● **Point-per-instance localization data**
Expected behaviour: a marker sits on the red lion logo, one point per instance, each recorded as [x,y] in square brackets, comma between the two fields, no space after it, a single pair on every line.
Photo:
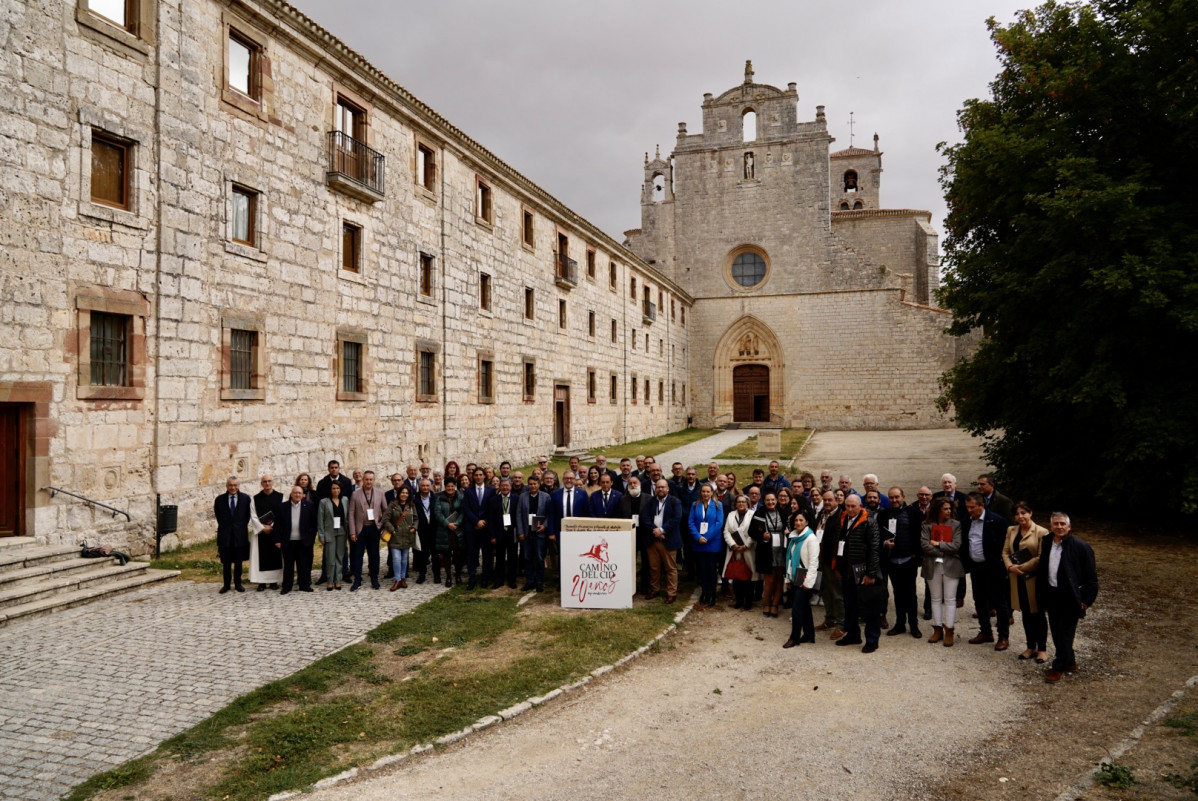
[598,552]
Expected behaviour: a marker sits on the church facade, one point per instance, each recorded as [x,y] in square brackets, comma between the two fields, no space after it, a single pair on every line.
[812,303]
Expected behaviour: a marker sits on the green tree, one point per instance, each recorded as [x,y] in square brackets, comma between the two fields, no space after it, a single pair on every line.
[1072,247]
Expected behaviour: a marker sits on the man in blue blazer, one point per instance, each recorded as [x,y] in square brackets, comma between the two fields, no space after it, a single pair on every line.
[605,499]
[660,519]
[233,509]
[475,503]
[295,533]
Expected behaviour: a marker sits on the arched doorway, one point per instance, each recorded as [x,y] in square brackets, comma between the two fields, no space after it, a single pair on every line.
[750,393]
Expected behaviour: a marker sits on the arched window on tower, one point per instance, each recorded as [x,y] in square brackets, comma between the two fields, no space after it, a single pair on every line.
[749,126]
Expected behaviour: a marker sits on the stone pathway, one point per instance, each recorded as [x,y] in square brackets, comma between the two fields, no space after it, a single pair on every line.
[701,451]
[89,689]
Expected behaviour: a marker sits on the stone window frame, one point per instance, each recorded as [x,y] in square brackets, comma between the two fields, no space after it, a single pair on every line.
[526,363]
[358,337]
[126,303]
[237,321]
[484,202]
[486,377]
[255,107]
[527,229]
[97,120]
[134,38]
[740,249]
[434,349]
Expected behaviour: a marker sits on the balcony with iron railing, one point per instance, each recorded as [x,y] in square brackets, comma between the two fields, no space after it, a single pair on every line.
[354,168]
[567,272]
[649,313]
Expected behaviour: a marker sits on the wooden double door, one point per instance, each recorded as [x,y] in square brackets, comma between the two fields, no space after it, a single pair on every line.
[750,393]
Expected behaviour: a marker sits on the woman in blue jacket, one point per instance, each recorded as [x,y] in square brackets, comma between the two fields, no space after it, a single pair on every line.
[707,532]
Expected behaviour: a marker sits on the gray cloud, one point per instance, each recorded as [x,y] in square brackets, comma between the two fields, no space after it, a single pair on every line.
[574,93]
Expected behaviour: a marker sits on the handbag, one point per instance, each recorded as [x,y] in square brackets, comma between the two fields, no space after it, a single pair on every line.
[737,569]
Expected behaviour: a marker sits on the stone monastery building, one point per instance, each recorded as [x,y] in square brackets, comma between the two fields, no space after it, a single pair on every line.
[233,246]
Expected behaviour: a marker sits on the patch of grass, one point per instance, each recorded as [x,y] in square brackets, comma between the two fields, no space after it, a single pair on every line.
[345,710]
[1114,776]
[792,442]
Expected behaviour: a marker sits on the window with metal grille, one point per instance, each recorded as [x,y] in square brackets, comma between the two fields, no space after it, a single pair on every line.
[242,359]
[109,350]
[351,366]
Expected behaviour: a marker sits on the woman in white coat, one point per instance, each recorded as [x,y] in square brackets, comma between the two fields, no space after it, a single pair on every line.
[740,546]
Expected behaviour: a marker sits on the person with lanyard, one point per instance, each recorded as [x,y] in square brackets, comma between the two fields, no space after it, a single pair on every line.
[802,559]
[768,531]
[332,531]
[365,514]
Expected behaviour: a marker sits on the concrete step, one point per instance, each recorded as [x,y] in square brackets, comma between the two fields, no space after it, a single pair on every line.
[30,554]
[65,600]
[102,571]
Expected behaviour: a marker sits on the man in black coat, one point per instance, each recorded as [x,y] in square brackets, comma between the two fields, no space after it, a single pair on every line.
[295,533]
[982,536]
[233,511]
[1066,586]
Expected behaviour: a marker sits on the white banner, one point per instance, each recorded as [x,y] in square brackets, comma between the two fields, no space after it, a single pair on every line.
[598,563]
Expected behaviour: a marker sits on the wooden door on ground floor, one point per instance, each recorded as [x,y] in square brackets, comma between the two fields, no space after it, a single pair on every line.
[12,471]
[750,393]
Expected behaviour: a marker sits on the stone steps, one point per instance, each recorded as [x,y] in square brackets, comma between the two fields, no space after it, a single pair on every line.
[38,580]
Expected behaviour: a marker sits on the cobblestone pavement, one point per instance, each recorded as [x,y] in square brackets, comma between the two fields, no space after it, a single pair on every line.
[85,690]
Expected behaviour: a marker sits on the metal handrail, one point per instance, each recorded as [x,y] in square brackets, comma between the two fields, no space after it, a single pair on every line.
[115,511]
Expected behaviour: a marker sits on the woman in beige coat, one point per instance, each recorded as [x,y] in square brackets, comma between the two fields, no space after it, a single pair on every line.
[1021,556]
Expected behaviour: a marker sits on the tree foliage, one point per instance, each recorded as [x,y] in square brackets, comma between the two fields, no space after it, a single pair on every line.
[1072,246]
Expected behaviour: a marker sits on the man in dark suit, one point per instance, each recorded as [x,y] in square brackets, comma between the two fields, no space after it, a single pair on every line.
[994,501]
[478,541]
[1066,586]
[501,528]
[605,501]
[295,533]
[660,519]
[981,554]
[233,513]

● **Your task**
Your answer must be a verbatim copy of the entries above, with no images included.

● **Written solution**
Expected behaviour: a marker sits on the red lion logo, one point per instance, each recorded as [x,y] in square brackets, comma between the two fields, no space after it, a single pair on every line.
Photo:
[598,552]
Expected behaviour: a marker sits on the church facade, one point per instance, each recorded as [x,y] in square brackets, comma between the two fields, no space after it, a single pair on every line.
[812,303]
Expected behaviour: a marker sits on the green tree, one point per instance, each recorded as [x,y] in square brackets, comma between the two fields, no space after it, a single pair on every line.
[1072,247]
Expected behaviour: a marker sits on the man in blue blazer, one point per instance, each recorded as [x,y] in square brackets, comma between the two fields, no space after it, a single pair on every line.
[605,499]
[660,519]
[233,509]
[475,503]
[295,533]
Expected behaviour: a marker sits on the arched doorway, one point per instance, each recorded as [x,y] in square brackets, comma between the two fields, no space after it, a single pair on every line.
[750,393]
Expected behaviour: a marker sits on the arched window on tower, one point per instance, each recorded as [x,y] in square brackets, comma between the two fields, no space after it, a single pair on every line.
[749,126]
Expected behaviour: a marker sits on the stone pathway, one point per instance, each recorded as [x,y] in square brackets, comma between the two fields, no space after it, a single pair on every line.
[701,451]
[89,689]
Expected behaviour: a marker sits on the stone window frame, one point per instance, each recorded as [x,y] in square brackets, comma between the two fields, no space after it, a single pair on every line.
[526,363]
[358,337]
[126,303]
[237,321]
[484,202]
[486,377]
[255,107]
[527,229]
[97,120]
[134,38]
[740,249]
[434,349]
Expected behaviour: a marker sits on the balcony with iron railing, one point per instance, each recorded as [x,y] in square brackets, comma between the two fields, no space after it, a single pair on every line.
[354,168]
[567,272]
[649,313]
Expected behaviour: a marker sits on the wooden double door, one point per instance, each recorded as [x,y] in square brackets, comma between the two fields, no space after it, a single pair on every line.
[750,393]
Expected behaviour: a marker sits on the woman in blue jacket, one point per instance, each recorded as [x,y] in square brackets, comma between the two fields, no space after it, a single pair on every line.
[707,532]
Expected behaviour: a marker sits on the gray cloud, one point per instance, each recorded as [x,y] in square brackets, comma between the two fields, no space after it, a single pair on every line.
[574,93]
Expected behaviour: a marker sits on the handbag, one point per instance, each recorded as [x,y] in square brackets, comma between the two fields, no space after it, a single pair on every line.
[737,569]
Expected behaviour: a marker sits on the stone monastery building, one point per instance, each recorded as [x,y] in square brackets, comma between the two fields, no space after it, a single pair on every line.
[233,246]
Expected behaviour: a marker sits on the patch of grass, one point per instance, each recorded as [x,y] in square brackets, comma between the two fields, no space after it, a single pair on every line.
[345,710]
[1114,776]
[792,442]
Expected behaviour: a marker sits on the window with metal grille, one point per instance, each recorded as [x,y] in square brackets, comma between the two fields, no space after it, a single pair on every line.
[242,359]
[109,350]
[351,366]
Expected behaviour: a marker sits on the woman in white coat, one point per instance, each recorded as [x,y] in square brackets, comma between the two fields, no space after it, a single pair on every line.
[740,546]
Expected behaviour: a marker sits on the person with lanyard, one point per instance, each recorded as [x,y] in square brackets, comma between the two fields, no space after it, a single pair on every line.
[802,559]
[768,531]
[332,531]
[365,514]
Expected behaviour: a marker sits on the concrete step, one point per instance, each recorded as [x,y] in square brackets, comma between the two fields, no space after it, a single pair on every line.
[30,554]
[65,600]
[102,571]
Expected behaviour: a marker sits on the man in black coat, one point per instance, each recorded as [x,y] in square brackets, comma between the two fields, no space after it, a single pair on every line.
[295,533]
[982,536]
[233,511]
[1066,586]
Expected behaviour: a marker sits on the white banner, one point per instance, each recorded as [x,y] in square brackets, comma between the two fields, no space after it, a single pair on every line.
[598,563]
Expected behaviour: a marker sits on the wooden door on ground floor, one point per instance, each recorded as [x,y] in square brackets, comma between the two fields, no space after it, a single pair on every line.
[12,471]
[750,393]
Expected behaviour: a marker sits on the stone steps, one point per instance, each recorded as [x,y] in square brackets, comma between the two fields, no space after it, a single pair on every line.
[38,580]
Expected behaviour: a marker sits on the cobblestone pavement, one point per instance, each recorded as [x,y] in square brackets, comma between the two fields, no space after it, a single pair on every line.
[85,690]
Expected behaviour: a marker sits on the metal handrail, one point per instance, each recorded as [x,y] in square brackets, comma between the two fields, no space after it, a single pair on every line.
[115,511]
Expected behaviour: a marker sits on the woman in beige coat, one point per instance, each recorded as [x,y] in square brackets, comma between the two fields, no space after it, a single pair on every line.
[1021,556]
Expected behaviour: a marker sits on the tree foliage, one point per instance, each recorded as [x,y] in square brackets, comma between the two fields, no space after it, a single pair on every line.
[1072,246]
Expected behaviour: a marker sits on the man in dark suit, one point per instance, each recorded as [x,y] in square brackets, comma between the two fields, no space after it, a single pair on every line.
[994,501]
[478,541]
[1066,586]
[501,528]
[605,501]
[295,533]
[660,519]
[981,554]
[233,513]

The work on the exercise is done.